→ **WHAT TO PRODUCE**
Can you repeat the text on the emerging managers panel, starting at the words "The demographically diverse" and stopping after "institutional investor space.", with "combination" substituted for "confluence"?

→ **TEXT**
+--
Commonfund Forum 2024 convened a panel of emerging investment managers to spotlight their unique investment approaches. Moderated by Caroline Greer, managing director at Commonfund OCIO, the panelists were: Renee Yao, founder of Neo Ivy, Pardon Makumbe, founder of CRE Venture Capital, and Arthur Young, founder of Tensile Capital. The panel explored what emerging managers are and some of the key attributes that can support their alpha generation.
What are emerging managers?
Commonfund CEO, Mark Anson, spearheaded the term “emerging manager” around year 2003, to focus on relatively small managers that often have a strategic niche. While there are many definitions of emerging managers, “relative” is the key word. A billion-dollar fixed income fund is considered small, so may be in the emerging category, whereas a billion-dollar frontier equity market manager would be considered large. The panel speakers’ investment approaches spanned Africa-centered venture capital, an AI-derived quantitative hedge fund, and a fundamental equity manager, with each illuminating how their relative size can serve as a source of alpha, enabling them to identify and access opportunities that larger firms might miss.
The demographically diverse panel reflected the reality of overlap between emerging managers and diverse managers. Conceptually they are distinct groups, with the former focusing on size and the latter on demographics. However due to a confluence of factors, not least historical wealth inequalities and the biases that constrain access to capital, there is an overlap in which many emerging managers are also diverse. The recognition that less than 2 percent of assets are managed by women and people of color, as well as broader DEI initiatives, have contributed to an increased demand for diverse managers - including implementation of diverse manager targets or other commitments in the Investment Policy Statement (IPS) – a trend we have documented in Commonfund’s benchmarks studies across the nonprofit institutional investor space.
+--
Saved entries:
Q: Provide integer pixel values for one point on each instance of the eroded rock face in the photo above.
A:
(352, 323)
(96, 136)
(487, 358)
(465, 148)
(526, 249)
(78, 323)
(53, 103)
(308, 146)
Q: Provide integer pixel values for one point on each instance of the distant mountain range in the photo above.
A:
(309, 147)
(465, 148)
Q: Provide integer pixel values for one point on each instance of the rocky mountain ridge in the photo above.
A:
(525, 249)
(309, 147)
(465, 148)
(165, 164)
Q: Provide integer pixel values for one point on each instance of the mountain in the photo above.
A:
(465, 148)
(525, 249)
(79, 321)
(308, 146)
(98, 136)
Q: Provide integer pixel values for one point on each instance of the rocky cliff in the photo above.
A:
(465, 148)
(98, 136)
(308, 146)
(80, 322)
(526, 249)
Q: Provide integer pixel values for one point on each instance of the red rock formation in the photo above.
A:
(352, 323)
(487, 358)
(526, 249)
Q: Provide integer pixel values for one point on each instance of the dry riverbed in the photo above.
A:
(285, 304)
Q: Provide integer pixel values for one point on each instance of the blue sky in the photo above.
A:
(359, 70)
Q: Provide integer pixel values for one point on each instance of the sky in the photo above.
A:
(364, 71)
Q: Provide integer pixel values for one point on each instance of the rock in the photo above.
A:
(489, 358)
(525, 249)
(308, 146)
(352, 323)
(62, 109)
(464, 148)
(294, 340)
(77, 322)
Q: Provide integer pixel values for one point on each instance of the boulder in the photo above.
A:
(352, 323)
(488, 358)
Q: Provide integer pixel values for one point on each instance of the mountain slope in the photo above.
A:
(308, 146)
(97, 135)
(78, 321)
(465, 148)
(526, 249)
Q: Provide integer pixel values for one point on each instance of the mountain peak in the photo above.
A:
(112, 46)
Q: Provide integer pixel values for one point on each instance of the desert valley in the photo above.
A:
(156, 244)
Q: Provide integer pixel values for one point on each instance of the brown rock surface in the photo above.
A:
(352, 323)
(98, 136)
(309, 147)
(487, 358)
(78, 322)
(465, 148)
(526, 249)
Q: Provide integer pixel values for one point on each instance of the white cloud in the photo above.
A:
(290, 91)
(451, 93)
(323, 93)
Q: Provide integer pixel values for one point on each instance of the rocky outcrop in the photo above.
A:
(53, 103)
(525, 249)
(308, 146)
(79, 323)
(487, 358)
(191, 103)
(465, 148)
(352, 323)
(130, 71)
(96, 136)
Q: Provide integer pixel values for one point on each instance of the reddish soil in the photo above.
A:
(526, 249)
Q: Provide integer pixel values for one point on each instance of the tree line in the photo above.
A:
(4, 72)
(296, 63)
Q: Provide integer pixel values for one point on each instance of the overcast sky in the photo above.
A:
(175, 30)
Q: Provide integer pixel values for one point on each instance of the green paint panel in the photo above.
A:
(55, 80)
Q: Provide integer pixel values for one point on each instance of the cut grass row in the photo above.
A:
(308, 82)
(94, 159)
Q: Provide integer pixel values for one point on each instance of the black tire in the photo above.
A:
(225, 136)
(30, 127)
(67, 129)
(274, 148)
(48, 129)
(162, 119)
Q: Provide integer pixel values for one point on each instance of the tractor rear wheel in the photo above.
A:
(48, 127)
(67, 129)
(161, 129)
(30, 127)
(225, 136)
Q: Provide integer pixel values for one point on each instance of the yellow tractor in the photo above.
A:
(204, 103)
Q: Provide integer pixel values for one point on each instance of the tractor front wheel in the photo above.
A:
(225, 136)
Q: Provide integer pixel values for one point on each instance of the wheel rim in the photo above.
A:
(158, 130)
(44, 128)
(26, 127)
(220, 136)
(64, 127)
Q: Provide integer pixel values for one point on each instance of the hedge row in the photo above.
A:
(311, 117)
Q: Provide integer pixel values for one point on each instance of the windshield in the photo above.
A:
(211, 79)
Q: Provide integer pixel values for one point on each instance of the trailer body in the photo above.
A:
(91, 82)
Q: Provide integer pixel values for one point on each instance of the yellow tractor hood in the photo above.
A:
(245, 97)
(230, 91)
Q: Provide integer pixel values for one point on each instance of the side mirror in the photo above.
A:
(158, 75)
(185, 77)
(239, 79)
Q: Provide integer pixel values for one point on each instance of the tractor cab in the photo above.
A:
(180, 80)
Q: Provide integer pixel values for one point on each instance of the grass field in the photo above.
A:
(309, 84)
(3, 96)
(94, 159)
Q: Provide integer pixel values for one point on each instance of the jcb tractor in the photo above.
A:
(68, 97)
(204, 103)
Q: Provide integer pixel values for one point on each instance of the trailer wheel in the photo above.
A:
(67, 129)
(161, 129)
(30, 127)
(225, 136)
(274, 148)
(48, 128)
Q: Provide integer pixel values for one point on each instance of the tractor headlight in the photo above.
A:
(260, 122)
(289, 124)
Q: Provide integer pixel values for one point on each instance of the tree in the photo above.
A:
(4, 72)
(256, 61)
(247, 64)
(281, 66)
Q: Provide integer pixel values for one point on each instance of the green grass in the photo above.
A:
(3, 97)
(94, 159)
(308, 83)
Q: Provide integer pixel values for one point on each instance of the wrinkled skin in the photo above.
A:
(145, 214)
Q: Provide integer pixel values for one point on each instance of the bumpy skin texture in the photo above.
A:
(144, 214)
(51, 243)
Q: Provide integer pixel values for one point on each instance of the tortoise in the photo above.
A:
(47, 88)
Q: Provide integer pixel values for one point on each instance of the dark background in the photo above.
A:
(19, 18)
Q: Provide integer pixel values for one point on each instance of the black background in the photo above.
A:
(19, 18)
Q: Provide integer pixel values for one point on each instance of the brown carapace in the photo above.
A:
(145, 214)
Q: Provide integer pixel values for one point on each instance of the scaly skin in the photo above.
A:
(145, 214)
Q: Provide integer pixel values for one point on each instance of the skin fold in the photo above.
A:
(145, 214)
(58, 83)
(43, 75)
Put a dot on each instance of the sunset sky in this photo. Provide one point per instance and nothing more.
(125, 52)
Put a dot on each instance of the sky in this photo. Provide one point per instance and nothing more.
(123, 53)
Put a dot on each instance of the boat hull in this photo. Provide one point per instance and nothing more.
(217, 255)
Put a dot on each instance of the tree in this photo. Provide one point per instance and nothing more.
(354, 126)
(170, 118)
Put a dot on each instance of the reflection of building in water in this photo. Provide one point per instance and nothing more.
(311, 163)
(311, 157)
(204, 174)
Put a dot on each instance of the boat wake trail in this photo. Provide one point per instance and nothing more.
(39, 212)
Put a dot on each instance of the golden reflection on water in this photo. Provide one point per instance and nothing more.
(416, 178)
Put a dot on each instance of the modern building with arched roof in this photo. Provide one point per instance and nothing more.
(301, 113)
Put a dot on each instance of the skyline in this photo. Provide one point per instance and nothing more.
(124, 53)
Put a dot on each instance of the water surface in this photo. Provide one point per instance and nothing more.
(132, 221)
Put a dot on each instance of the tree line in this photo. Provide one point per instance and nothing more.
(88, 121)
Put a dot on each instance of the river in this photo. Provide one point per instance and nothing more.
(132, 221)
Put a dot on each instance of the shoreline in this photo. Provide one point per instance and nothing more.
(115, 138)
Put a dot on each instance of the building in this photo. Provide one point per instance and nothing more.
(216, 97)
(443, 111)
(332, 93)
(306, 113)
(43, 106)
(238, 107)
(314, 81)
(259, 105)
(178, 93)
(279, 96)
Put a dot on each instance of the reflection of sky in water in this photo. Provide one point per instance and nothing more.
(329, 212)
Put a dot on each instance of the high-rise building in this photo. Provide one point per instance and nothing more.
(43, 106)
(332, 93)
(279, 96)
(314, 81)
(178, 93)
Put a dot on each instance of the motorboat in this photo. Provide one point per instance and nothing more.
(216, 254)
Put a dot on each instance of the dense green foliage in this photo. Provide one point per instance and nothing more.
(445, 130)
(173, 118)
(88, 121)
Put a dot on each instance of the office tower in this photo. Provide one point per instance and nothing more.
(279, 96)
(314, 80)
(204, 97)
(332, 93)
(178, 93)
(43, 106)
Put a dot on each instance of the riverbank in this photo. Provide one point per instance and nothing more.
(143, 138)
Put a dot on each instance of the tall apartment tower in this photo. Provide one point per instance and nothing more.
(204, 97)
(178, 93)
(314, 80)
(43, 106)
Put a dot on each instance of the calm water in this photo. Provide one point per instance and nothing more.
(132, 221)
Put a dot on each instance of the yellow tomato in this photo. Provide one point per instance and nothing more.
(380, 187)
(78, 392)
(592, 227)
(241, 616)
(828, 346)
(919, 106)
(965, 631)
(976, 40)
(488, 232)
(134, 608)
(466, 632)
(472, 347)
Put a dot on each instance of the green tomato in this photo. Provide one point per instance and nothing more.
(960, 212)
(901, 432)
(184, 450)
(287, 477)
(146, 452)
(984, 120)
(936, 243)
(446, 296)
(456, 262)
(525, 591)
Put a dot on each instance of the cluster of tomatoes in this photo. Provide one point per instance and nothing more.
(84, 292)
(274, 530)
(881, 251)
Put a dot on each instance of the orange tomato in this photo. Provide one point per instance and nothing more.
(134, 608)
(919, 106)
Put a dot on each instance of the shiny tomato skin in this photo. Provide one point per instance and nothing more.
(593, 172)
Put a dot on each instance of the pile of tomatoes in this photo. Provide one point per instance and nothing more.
+--
→ **WRITTEN RESPONSE**
The demographically diverse panel reflected the reality of overlap between emerging managers and diverse managers. Conceptually they are distinct groups, with the former focusing on size and the latter on demographics. However due to a combination of factors, not least historical wealth inequalities and the biases that constrain access to capital, there is an overlap in which many emerging managers are also diverse. The recognition that less than 2 percent of assets are managed by women and people of color, as well as broader DEI initiatives, have contributed to an increased demand for diverse managers - including implementation of diverse manager targets or other commitments in the Investment Policy Statement (IPS) – a trend we have documented in Commonfund’s benchmarks studies across the nonprofit institutional investor space.